Data listing »

----------

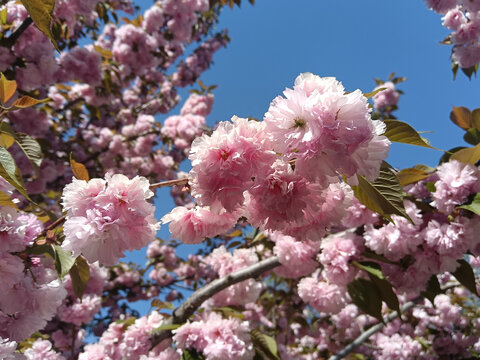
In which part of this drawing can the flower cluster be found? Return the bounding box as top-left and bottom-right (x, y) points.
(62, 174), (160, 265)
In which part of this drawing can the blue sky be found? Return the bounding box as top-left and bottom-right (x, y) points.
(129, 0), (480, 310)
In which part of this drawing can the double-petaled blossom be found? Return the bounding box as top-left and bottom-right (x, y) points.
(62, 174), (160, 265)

----------

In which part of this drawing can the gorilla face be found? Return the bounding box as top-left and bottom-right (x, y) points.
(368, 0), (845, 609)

----------

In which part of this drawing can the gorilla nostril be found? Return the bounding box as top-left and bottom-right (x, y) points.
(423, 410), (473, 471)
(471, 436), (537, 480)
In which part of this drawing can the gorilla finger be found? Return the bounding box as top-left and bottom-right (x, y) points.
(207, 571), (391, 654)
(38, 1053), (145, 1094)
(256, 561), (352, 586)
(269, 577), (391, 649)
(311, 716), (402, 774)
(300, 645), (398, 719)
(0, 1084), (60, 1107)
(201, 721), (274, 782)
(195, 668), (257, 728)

----------

Show every line in the records above that contains the word "this", copying each line in full.

Full answer »
In which part of this drawing can the flower cluster be found? Return the bounding box as top-left and bottom-right (x, y) points.
In which part of this drawing can the blue sky be found? Return the bounding box as top-left and bottom-right (x, y) points.
In which part of this drawing can the double-petaled blossom be found? Return the bounding box as top-left and bottom-right (x, y) points.
In which part of this drawing can the gorilla face be found? Return the bounding box as top-left and bottom-right (x, y) points.
In which part of this drawing can the gorilla nostril be found? Return the bounding box as top-left and bottom-right (x, y) points.
In which part of this drawing can the gorilla finger be found? Return the bounding box as top-left and bottom-right (x, y) points.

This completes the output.